#### Requirement
Rewrite every line below, starting at the line containing "Double-check task: an earlier pass labeled this image for white" and ending at the line containing "[1073,202,1270,330]". Offset each coordinate in the answers by -125 and leave the other lines unchanged.

#### Provided data
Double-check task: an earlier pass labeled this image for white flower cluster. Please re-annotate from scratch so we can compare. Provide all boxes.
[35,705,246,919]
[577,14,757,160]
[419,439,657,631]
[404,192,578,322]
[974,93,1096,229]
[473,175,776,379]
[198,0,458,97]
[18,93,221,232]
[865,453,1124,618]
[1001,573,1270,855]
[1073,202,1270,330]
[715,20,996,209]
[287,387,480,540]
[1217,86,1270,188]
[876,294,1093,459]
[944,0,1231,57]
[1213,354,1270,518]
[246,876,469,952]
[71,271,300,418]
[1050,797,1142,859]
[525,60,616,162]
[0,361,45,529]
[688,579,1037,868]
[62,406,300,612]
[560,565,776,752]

==

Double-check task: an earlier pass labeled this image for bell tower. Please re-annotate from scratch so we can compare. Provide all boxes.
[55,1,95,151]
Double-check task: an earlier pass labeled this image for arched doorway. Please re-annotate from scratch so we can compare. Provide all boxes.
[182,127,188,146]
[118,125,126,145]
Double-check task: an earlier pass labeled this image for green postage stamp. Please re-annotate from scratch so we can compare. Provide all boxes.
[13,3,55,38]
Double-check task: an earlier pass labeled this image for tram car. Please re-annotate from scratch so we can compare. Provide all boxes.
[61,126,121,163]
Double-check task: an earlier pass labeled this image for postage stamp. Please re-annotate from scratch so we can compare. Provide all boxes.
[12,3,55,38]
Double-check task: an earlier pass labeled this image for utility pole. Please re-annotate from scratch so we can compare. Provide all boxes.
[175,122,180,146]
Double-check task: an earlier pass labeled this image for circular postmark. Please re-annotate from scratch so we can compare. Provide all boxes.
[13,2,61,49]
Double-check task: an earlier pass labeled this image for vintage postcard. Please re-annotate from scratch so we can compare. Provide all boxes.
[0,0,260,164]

#### Written answer
Double-check task: an earlier pass labeled this image for white flower cluster. Please re-annotate from scratch so we can compare. Provide all boxes.
[-90,580,121,794]
[452,-111,632,35]
[294,314,532,506]
[279,67,453,197]
[849,-32,971,104]
[348,50,651,254]
[73,-125,333,-28]
[-107,-32,96,107]
[740,328,999,493]
[876,448,1145,730]
[948,77,1145,205]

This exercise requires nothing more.